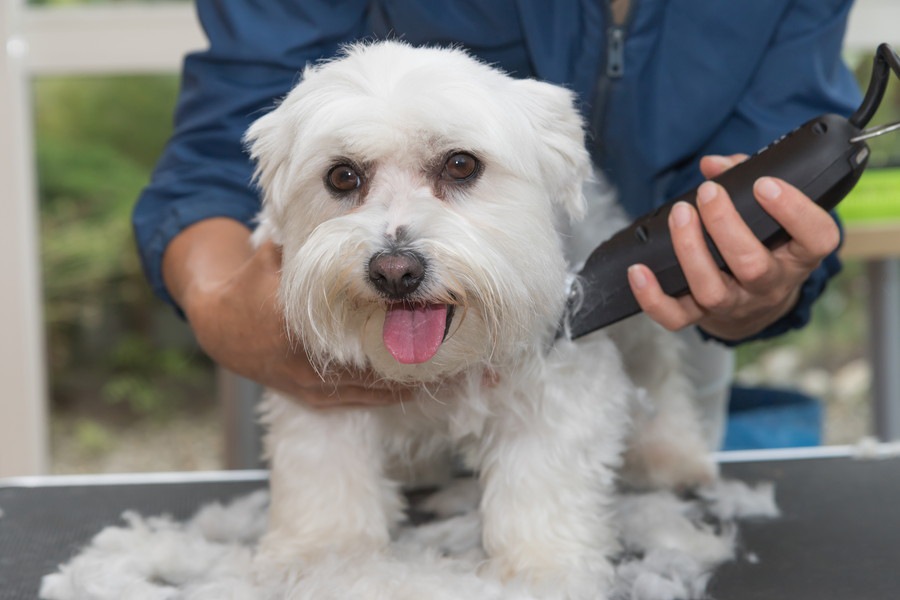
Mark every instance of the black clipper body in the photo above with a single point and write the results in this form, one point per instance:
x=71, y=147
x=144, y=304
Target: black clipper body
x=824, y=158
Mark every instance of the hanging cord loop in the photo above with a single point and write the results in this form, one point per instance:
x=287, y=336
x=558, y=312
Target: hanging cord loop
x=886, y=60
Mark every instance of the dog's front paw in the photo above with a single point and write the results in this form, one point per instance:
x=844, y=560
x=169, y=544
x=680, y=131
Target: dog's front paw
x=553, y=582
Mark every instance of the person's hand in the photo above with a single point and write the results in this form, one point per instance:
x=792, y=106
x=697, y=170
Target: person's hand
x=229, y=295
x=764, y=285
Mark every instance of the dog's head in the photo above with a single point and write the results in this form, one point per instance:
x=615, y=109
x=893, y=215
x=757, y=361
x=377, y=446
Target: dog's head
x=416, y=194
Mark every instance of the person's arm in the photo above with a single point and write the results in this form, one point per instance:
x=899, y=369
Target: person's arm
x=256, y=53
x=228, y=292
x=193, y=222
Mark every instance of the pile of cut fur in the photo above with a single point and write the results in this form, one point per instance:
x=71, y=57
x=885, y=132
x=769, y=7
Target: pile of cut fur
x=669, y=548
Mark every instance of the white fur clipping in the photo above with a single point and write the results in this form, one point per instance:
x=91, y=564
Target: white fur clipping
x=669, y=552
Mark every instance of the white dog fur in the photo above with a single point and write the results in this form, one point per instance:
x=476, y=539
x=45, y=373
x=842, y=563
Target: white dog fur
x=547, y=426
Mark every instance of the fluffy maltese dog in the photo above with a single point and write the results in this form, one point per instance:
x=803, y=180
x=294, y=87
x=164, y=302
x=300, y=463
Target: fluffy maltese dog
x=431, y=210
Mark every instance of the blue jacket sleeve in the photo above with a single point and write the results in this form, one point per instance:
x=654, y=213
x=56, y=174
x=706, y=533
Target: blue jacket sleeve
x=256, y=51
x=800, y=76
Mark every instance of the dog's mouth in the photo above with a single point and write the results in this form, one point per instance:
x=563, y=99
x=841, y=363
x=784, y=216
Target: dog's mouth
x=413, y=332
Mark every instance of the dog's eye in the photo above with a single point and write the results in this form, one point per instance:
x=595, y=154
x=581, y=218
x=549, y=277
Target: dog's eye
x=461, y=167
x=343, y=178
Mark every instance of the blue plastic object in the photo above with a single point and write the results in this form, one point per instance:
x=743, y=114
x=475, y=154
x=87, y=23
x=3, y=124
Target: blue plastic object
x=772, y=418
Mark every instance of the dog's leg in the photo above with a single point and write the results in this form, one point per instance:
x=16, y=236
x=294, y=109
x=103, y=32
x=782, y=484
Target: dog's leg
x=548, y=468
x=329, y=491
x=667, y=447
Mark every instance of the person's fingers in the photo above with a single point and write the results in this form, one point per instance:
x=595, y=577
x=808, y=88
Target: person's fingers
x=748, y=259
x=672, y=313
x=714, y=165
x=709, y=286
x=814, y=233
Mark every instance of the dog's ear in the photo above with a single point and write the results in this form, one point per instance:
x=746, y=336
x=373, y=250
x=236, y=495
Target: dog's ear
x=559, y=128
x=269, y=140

## What you need to do:
Without any pictures, reproduce the lines from the first one in the material through the line that has "x=558, y=312", exactly as they appear.

## Answer box:
Mark every instance of the black clipper body in the photo above with a single point and write the results in this form, one point per instance:
x=71, y=147
x=144, y=304
Target: black clipper body
x=824, y=158
Mark every instance of the hanging cord loop in the photo above with a single point and write the results in this form, one point per instance:
x=287, y=336
x=558, y=312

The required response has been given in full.